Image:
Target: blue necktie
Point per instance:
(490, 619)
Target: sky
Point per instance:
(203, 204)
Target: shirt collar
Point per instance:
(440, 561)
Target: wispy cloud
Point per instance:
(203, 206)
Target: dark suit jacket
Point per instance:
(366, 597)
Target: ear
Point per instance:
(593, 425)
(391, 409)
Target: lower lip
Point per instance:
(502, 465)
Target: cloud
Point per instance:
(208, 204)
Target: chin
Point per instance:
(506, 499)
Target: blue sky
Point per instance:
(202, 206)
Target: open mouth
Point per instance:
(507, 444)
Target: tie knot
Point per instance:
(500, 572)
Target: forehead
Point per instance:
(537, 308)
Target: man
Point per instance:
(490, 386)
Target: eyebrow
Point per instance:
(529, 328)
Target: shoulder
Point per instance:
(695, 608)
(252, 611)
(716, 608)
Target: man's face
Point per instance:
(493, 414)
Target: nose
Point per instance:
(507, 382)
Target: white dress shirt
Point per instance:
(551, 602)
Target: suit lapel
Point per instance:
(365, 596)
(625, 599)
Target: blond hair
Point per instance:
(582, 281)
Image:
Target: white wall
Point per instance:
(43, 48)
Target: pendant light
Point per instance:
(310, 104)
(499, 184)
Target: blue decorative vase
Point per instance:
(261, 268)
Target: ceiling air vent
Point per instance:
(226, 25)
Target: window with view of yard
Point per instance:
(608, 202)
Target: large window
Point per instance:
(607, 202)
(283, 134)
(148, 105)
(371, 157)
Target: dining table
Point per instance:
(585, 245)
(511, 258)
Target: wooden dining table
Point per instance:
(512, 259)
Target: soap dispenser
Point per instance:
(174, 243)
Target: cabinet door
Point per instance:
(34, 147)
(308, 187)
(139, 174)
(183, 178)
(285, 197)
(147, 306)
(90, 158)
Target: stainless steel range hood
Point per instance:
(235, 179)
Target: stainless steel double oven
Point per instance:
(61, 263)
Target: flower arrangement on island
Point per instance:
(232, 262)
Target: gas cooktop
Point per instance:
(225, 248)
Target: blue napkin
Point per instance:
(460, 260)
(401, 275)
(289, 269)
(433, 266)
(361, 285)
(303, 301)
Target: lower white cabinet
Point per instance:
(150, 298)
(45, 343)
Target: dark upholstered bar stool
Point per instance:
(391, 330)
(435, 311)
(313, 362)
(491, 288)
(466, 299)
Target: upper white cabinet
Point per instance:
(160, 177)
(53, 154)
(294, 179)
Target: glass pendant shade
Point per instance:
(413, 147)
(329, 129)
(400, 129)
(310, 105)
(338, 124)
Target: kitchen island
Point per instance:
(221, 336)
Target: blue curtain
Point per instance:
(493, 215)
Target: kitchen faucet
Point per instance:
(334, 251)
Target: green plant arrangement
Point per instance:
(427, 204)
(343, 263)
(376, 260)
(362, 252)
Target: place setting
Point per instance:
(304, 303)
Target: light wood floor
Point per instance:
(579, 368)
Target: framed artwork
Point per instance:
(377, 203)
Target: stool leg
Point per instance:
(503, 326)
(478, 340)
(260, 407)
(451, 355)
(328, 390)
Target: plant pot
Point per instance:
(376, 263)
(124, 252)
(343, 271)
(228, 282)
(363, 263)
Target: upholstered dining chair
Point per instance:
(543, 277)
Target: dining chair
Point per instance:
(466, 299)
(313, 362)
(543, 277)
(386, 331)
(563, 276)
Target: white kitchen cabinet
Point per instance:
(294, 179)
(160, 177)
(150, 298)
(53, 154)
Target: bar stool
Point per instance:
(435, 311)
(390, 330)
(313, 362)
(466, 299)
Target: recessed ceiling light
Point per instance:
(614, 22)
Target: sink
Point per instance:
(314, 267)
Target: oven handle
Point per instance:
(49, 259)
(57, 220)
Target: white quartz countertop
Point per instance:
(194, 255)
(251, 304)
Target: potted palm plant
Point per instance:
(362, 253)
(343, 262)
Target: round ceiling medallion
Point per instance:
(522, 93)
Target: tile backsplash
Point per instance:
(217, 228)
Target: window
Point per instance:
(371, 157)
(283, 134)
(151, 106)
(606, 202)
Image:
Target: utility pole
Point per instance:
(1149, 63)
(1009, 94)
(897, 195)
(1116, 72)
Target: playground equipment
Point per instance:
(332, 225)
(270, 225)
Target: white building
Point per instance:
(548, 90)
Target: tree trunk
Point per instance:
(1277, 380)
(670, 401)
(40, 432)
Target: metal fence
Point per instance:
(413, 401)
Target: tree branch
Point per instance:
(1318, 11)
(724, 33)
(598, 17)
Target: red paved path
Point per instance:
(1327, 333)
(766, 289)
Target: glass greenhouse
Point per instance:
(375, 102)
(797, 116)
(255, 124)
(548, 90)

======

Write out each line above with the word "shirt".

Target: shirt collar
Target: white dress shirt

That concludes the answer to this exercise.